══ TEXT EXTRACT

These material dispersions are specified by several coefficients, describing the corresponding dispersive behavior. Please find the meaning of the coefficients in the following list, for epsilon and mue respectively. Note, that in case of general 1st or 2nd order models the parameters have no special physical meaning, but represent mathematical coefficients of general polynomials.

The following table describes the coefficient for the linear dispersive materials.

In case of the nonlinear dispersive material the parameter correspondence is described by the following table.

EpsInfinity / EpsInfinityX / EpsInfinityY / EpsInfinityZ ( double dValue )

Define the permittivity high frequency limit for one of the dispersion models specified with the DispModelEps method.

DispCoeff0Eps / DispCoeff0EpsX / DispCoeff0EpsY / DispCoeff0EpsZ ( double dValue )

DispCoeff1Eps / DispCoeff1EpsX / DispCoeff1EpsY / DispCoeff1EpsZ ( double dValue )

DispCoeff2Eps / DispCoeff2EpsX / DispCoeff2EpsY / DispCoeff2EpsZ ( double dValue )

DispCoeff3Eps / DispCoeff3EpsX / DispCoeff3EpsY / DispCoeff3EpsZ ( double dValue )

DispCoeff4Eps / DispCoeff4EpsX / DispCoeff4EpsY / DispCoeff4EpsZ ( double dValue )

════

**JOB 1:**
Recast every line of the entries below as a numbered list, skipping blank lines and leaving out any pictures.
The entries that follow are unrelated to the text on material dispersion coefficients.

══ DATASET EXCERPTS

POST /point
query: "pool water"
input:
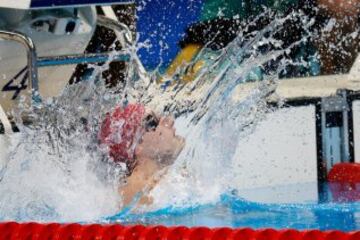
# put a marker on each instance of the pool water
(233, 211)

════

**JOB 2:**
Repeat the whole text on material dispersion coefficients word for word.

**ANSWER 1:**
1. POST /point
2. query: "pool water"
3. input:
4. # put a marker on each instance of the pool water
5. (233, 211)

**ANSWER 2:**
These material dispersions are specified by several coefficients, describing the corresponding dispersive behavior. Please find the meaning of the coefficients in the following list, for epsilon and mue respectively. Note, that in case of general 1st or 2nd order models the parameters have no special physical meaning, but represent mathematical coefficients of general polynomials.

The following table describes the coefficient for the linear dispersive materials.

In case of the nonlinear dispersive material the parameter correspondence is described by the following table.

EpsInfinity / EpsInfinityX / EpsInfinityY / EpsInfinityZ ( double dValue )

Define the permittivity high frequency limit for one of the dispersion models specified with the DispModelEps method.

DispCoeff0Eps / DispCoeff0EpsX / DispCoeff0EpsY / DispCoeff0EpsZ ( double dValue )

DispCoeff1Eps / DispCoeff1EpsX / DispCoeff1EpsY / DispCoeff1EpsZ ( double dValue )

DispCoeff2Eps / DispCoeff2EpsX / DispCoeff2EpsY / DispCoeff2EpsZ ( double dValue )

DispCoeff3Eps / DispCoeff3EpsX / DispCoeff3EpsY / DispCoeff3EpsZ ( double dValue )

DispCoeff4Eps / DispCoeff4EpsX / DispCoeff4EpsY / DispCoeff4EpsZ ( double dValue )